Text segment:
----------------------------------------
In article <14304@lambda.UUCP> jlg@lambda.UUCP (Jim Giles) writes:
>Maybe not in C.  Actually, if pointer arithmetic is carried out as integer
>modulo 2^n (like most implementations), then the above expression _is_
>guaranteed to give p.

	What is the difference between "in most implementations, this is
guaranteed to work" and "this is not guaranteed to work"?  Isn't this the
whole portability issue?

>			However, you missed my point.  Suppose you have
>a large array and you alias *p to a small section of it.  In this case,
>incrementing p past the end of the data it points to is still appropriate.

	"*p" aliases just one element, so the point seems to betray a
confusion.  If you select a slice of an array [not a C construct, of
course], then going out of bounds on that slice is, and should be,
still an error:  eg in Algol, after

	[100] int a;
	ref [] int sa = a[10:20];

then "a" is an array with elements a[1], ..., a[100];  "sa" is a slice of
"a" with elements sa[1], ..., sa[11] and sa[1] aliassed to a[10], etc.
Referring to sa[0] or sa[12] is, and should be, simply an error;  if you
wanted "sa" to be larger, you should have declared it that way.

>Why the special dispensation?

	Historical necessity, caused by the prevalence of code like

		for (pa = a; pa < a + SIZE; pa++)
			...;

Such code used to be technically illegal, and some of us avoided it, but
it was too common to be ignored, and too convenient, so it was legitimised.

>				And why just _one_ element past the end?
>Why not N elements past - or is processing arrays with _stride_ something
>C doesn't do?  Why not have a dispensation for addresses before the start
>of the array - or is processing arrays in reverse order something C doesn't
>do either?

	Because (a) on looking at zillions of lines of code, virtually
everything fell into the above paradigm, and the other cases you mention
just didn't happen in practice -- if you scan an array backwards, you tend
to test against "a" rather than against "a-1", so that code is legal;
(b) the cost is ensuring that just one byte past "a" is still a legal
address to the operating system, whereas any further extension requires
at least one further virtual element, which may easily be rather large;
and (c) if you think that a zero-sized array is legal, you get the chance
of a legal pointer to it -- this is a murky area in both C and Algol.
----------------------------------------
Source data:

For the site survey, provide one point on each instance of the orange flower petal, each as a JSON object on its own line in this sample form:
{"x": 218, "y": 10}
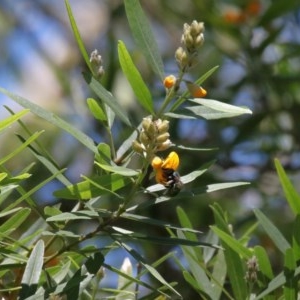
----------------------------------------
Set exercise A:
Edit the post on C pointer arithmetic: reproduce the passage between "Referring to sa[0]" and "the special dispensation?", inclusive, replacing "declared" with "defined".
Set exercise B:
In the post on C pointer arithmetic, which element of "a" is sa[1] aliased to?
Set exercise C:
Write the next part of the post on C pointer arithmetic, picking up after its final sentence.

Task answer A:
Referring to sa[0] or sa[12] is, and should be, simply an error;  if you
wanted "sa" to be larger, you should have defined it that way.

>Why the special dispensation?

Task answer B:
a[10]

Task answer C:
>	     No, to be consistent with your suggested constraint on pointer
>arithmetic, there should be no dispensations at all [...]

	Agreed;  we should all design perfect languages first time.

-- 
Andy Walker, Maths Dept., Nott'm Univ., UK.
anw@maths.nott.ac.uk

gudeman@cs.arizona.edu (David Gudeman) (04/10/90)

In article  <14305@lambda.UUCP> jlg@lambda.UUCP (Jim Giles) writes:
>From article <19844@megaron.cs.arizona.edu>, by gudeman@cs.arizona.edu (David Gudeman):
>> [...]
>> Trivial.  Let A be an array of type t, pA be a pointer of type t, and
>> i be an integer.  All pointers and arrays are stored as a triple <base
>> address, index, max_index> where index = 0 for arrays.
>> [... rules of bounds checking, assignment, etc. ...]
>
>   t A [N] [M];    /* 2d array of type t */
>   t *pA;
>   ...
>   pA = A;
>
>...  So, the
>above assignment should have been:
>
>   pA = (t *) A;
>
>Now, what bounds are associated with pA under your scheme?  N clearly
>doesn't make sense.  But should the bound be M or N*M?  Whichever you
>pick, I'll (sooner or later) want it to be the other.

This is a non-problem.  The expressions "A" returns a triple <address
of A, 0, N*M> and the case does not change that.  If you want the
bound to be M you write pA = A[0] (as someone else has already pointed
out.  I think you are confusing the dynamic triples with the static
types.  The two are unrelated except that the size must be known to
interpret the indexes.  Someone else suggested using three addresses
instead of an address and two indexes, and this makes the triples
even more independent of the types.

>... If your algorithm is manipulating
>an array, it remains more readible, verifyable, and maintainable if
>all the array references use the array syntax.

I'm not sure whether you recognize that the above statement is one of
the basic sources of disagreement.  I claim that the above statement
is not true in general.  In fact I claim the following: (1)
readability is largely a subjective notion, and there will always be
some people who find pointer arithmetic to be more readable and some
who find indexes to be more readable.  (2) verifyability is a tenuous
notion at the present time, and any method of verification that can
not handle pointer arithmetic is inadequate.  (3) maintainability is
independent of which method of array access is used.

>Not only that, the array
>syntax allows your compiler greater freedom in optimization - so your
>code often runs _faster_ as well.  Unfortunately, C performs the array
>to pointer conversion implicitly in the procedure call mechanism.

This is another statement that is wrong.  Compilers can optimize
pointer arithmetic to the same extent as array indexing.  It is
true that the optimization of pointer arithmetic is more difficult,
but a good enough compiler can detect all possible aliases by global
control flow analysis, even with seperate compilation.
-- 
					David Gudeman
Department of Computer Science
The University of Arizona        gudeman@cs.arizona.edu
Tucson, AZ 85721                 noao!arizona!gudeman

jlg@lambda.UUCP (Jim Giles) (04/10/90)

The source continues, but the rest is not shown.